Mais à force d’en faire l’alpha et l’oméga de sa stratégie, l’administration Bush a oublié l’essentiel : pour déployer son armada au Nord, il lui fallait l’accord de la Turquie. Bagatelle, à ses yeux, tant il était impensable que ce fidèle allié, membre de l’Otan, ose refuser. Et pourtant… Le Parlement d’Ankara a rejeté, le 1er mars, une motion autorisant le déploiement des 62 000 soldats américains sur le sol turc. Tout au plus a-t-il ouvert, le 20 mars, l’espace aérien du pays aux avions de la coalition.
Il reste donc à Washington un front Nord réduit à une peau de chagrin et, pour alliés, dans le Kurdistan autonome, quelque 60 000 pechmergas qui ne disposent que de kalachnikovs, de fusils-mitrailleurs et de lance-roquettes antichars. De ces combattants, les Américains aimeraient faire l’équivalent de ce que furent les Tadjiks, les Ouzbeks et les Hazaras en Afghanistan, une « Alliance du Nord » à l’irakienne. Il est vrai qu’entre les Afghans de 2001 (15 000 hommes en armes) et les pechmergas d’aujourd’hui, la comparaison est tentante. Outre le guidage et le renseignement, ces farouches montagnards rompus à la guérilla sont déjà utilisés pour combattre les forces de Saddam Hussein, avec l’appui de l’aviation américaine. Reste à savoir jusqu’à quel point ils le seront, et surtout jusqu’à quelles villes, l’un des lieux les plus sensibles étant Kirkouk.
----------
(Tâches à réaliser)
A – D'après l'extrait, combien de soldats américains la motion rejetée le 1er mars par le Parlement d'Ankara devait-elle permettre de déployer sur le sol turc ?
B – Indiquez combien de lignes du listing contiennent le mot « baby », en tenant compte de la casse. Donnez uniquement ce nombre.
----------
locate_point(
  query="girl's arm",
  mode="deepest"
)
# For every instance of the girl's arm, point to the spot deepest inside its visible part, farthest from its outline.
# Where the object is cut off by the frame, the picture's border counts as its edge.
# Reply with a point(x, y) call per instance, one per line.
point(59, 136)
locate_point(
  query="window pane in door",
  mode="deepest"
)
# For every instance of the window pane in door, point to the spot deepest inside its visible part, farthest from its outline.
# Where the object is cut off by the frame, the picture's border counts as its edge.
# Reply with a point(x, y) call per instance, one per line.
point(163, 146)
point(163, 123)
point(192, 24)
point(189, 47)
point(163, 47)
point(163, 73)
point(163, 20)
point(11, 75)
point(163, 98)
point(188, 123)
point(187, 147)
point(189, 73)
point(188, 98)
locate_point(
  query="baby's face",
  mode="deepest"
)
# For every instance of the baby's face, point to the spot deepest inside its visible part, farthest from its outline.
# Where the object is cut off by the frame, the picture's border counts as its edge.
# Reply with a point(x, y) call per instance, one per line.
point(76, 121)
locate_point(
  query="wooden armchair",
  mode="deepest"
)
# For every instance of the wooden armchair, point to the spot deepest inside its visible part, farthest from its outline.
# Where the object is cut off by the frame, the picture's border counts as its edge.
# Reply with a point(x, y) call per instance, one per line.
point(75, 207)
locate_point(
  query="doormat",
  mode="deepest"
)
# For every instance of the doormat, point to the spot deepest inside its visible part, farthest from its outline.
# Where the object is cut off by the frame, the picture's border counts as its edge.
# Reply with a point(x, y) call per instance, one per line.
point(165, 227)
----------
(Résultats par tâche)
A – 62 000 soldats américains.

B – 2